▶ [WRITTEN TASK A]:
In the forum thread, how long do IRS guidelines say internally used software stays useful?

▶ [QUOTED TEXT]:
This is a horse that's been flogged to death. The subscription model is being adopted by just about everyone now. I had two financial software apps switch this year. Office 360 went to it a tear or so ago.


----------



## Fujidave (Jun 4, 2019)

I use to have the Adobe Photography Plan, then I got the LR6 Standalone as jumped from Canon to Fuji so stopped the plan.  Then I upgraded my Fuji kit and thought new cameras so new editing software and I now use Capture one Pro 12 and Affinity Photo and don`t have to worry about paying out.


----------



## Derrel (Jun 4, 2019)

Adobe has made its bed. They can lie in it.  Still using a standalone version of Lightroom, with the Adobe DNG converter for my raw files.


----------



## RVT1K (Jun 4, 2019)

Being a rank amateur, I only have a fairly old version (7?) of Elements that I bought years ago. It works fine for what I do.


----------



## Derrel (Jun 4, 2019)

Anxious to see how the future plays out. My hunch is that years ago, Adobe took its first step toward killing the goose that lays the golden eggs.


----------



## Raw photographer (Jun 4, 2019)

Derrel said:


> Anxious to see how the future plays out. My hunch is that years ago, Adobe took its first step toward killing the goose that lays the golden eggs.


Yes i agree 100% with that.


----------



## smoke665 (Jun 4, 2019)

IRS guidelines define the useful life of internally used software as 2 years. I've found over the years I could stretch it to 3 in some cases. The problem is not just the software itself, but compatibility with the current operating system. Case in point I had a license remaining on a corporate version of a security software that included lifetime library updates. When the Windows Creator edition came out it was no longer compatible. No choice but to update.

@Derrel if Adobe kills the goose, then they won't be alone. The vast number of business software out there (other then proprietary corporate software) is now on the subscription model, as are most of the more popular consumer software.

▶ [INPUT FOR THIS TASK]:
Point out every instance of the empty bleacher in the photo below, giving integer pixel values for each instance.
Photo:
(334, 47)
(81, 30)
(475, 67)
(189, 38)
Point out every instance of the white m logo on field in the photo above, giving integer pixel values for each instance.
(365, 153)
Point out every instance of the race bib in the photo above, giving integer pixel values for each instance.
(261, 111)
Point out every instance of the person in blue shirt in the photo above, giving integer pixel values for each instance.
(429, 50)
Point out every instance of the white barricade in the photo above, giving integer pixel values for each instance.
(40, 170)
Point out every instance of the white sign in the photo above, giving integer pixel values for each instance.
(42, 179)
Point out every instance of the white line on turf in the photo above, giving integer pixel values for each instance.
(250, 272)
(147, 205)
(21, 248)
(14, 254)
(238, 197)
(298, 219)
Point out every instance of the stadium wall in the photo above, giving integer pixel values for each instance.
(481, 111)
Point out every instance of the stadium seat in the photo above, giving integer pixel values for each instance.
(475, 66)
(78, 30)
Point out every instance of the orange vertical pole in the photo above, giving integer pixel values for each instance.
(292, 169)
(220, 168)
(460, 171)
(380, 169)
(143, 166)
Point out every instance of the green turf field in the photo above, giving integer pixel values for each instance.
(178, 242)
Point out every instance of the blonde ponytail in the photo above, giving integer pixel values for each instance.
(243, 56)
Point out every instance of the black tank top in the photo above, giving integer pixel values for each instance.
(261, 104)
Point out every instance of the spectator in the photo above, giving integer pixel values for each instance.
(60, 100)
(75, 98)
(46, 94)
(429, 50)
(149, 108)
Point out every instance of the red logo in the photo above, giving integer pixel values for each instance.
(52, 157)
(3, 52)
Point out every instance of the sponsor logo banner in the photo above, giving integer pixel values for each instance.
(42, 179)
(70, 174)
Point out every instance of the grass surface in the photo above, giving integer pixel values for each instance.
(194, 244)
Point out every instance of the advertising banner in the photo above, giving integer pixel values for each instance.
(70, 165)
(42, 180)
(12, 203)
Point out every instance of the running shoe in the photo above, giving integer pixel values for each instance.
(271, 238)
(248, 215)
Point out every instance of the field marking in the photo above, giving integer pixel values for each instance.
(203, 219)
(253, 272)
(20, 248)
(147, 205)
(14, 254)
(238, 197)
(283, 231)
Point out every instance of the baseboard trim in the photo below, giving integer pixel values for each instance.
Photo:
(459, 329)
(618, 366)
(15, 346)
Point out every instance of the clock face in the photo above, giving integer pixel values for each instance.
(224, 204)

▶ [WRITTEN TASK B]:
Rewrite every row from the one containing "Point out every instance of the clock" down to the end of the rows, keeping the requests. Multiply each coordinate in the answers by 1.9 and round to whole numbers, rounding halves up.

▶ [SOLUTION A]:
2 years

▶ [SOLUTION B]:
Point out every instance of the clock face in the photo above, giving integer pixel values for each instance.
(426, 388)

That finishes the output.